TEXTO DE ORIGEN:
::::

Teodora de Bizancio fue una de las mujeres más extraordinarias y enigmáticas de la historia. Su determinación fue tan arrasadora que cumplió con todo aquello que se propuso. En palabras de un historiógrafo aficionado, Teodora fue la mejor prostituta que el mundo haya visto y la emperatriz más justa y prudente que los sabios hayan consignado.
Teodora, hija de Acacio, nació en la costa asiática de Turquía en el siglo VI d.C. Su familia marchó a Constantinopla, centro de la erudición y la opulencia, cuando aún era una niña. Su padre murió rápidamente a causa de un accidente, y su madre, imposibilitada por la ley a contraer nuevas nupcias, cayó en una profunda depresión a medida que la familia se hundía en el desamparo y la indigencia.
Prácticamente abandonada, Teodora pasó sus días vagando por los lóbregos salones subterráneos del Hipódromo, sitio en donde se organizaban carreras hípicas y luchas de gladiadores. Allí conoció algunas abominaciones de la carne y la lujuria extrema, multiplicadas por la desigualdad social entre clientes y prostitutas. Pronto supo que para sobrevivir en un ambiente tan hostil tendría que desarrollar una especie de doble escénico, un personaje, si se quiere, capaz de sobrellevar los insólitos favores carnales solicitados por ricos y mercaderes sin perder la cordura.
Entonces llegó el teatro, los escenarios, las representaciones escandalosas de una niña que recién ingresaba en la pubertad. Se dice que era una pésima actriz, y que ni siquiera disimulaba su disgusto por los textos que le asignaban. Sin embargo, sus obras eran las más concurridas, ya que Teodora poseía un magnetismo absoluto sobre los demás en especial, sobre los hombres.
Ya en la adolescencia Teodora abandonó los clásicos. Comenzó a contar historias obscenas, a ejecutar contorsiones impúdicas cubierta por vestidos que revelaban más de lo que sugerían. Su ambición creció, al mismo tiempo que su público, que ante cada función aumentaba en número y excitación por las maravillosas acrobacias de la joven.

::::

DATOS ALMACENADOS:
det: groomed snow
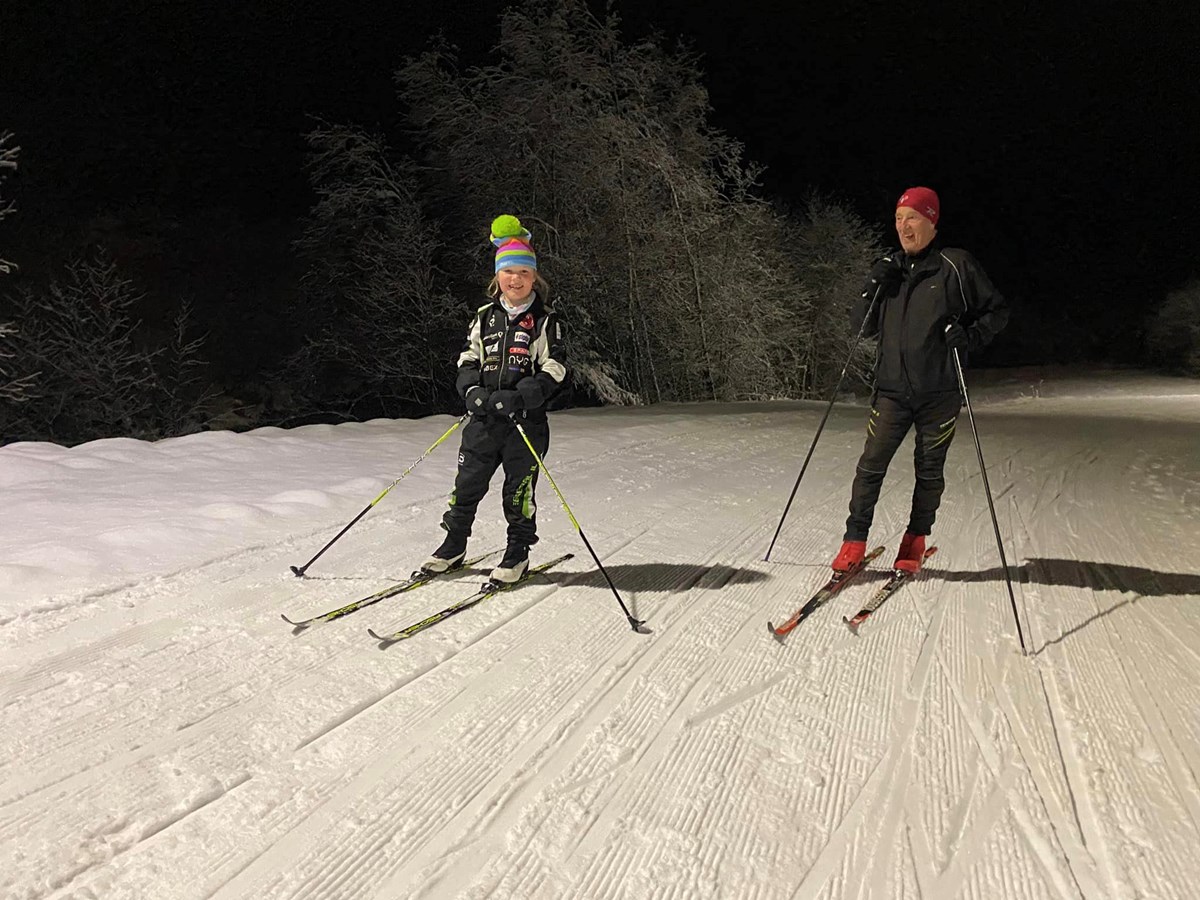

::::

INSTRUCCIONES:
A. Indique si cada afirmación concuerda con el texto sobre Teodora de Bizancio y cite las palabras que lo determinan: (i) Teodora nació en la costa asiática de Turquía en el siglo VI d.C.; (ii) la madre de Teodora volvió a casarse tras la muerte del padre; (iii) se dice que Teodora era una excelente actriz.
B. Reescriba como lista el párrafo del texto sobre Teodora de Bizancio que comienza con «Teodora, hija de Acacio», conservando sus datos principales.
C. Según el texto sobre Teodora de Bizancio, explique en una a tres oraciones por qué sus obras eran las más concurridas a pesar de su mala actuación.

RESULTADOS:
A.
(i) Sí: «nació en la costa asiática de Turquía en el siglo VI d.C.»
(ii) No: «imposibilitada por la ley a contraer nuevas nupcias»
(iii) No: «Se dice que era una pésima actriz»

B.
- Teodora era hija de Acacio y nació en la costa asiática de Turquía en el siglo VI d.C.
- Siendo niña, se trasladó con su familia a Constantinopla, centro de la erudición y la opulencia.
- Su padre murió pronto en un accidente.
- La ley impedía a su madre volver a casarse, y ella cayó en una profunda depresión.
- La familia se hundió en el desamparo y la indigencia.

C. Las obras de Teodora eran las más concurridas porque ella ejercía un magnetismo absoluto sobre los demás, en especial sobre los hombres. Ese atractivo pesaba más que su pésima actuación y que el disgusto que mostraba por los textos que le asignaban.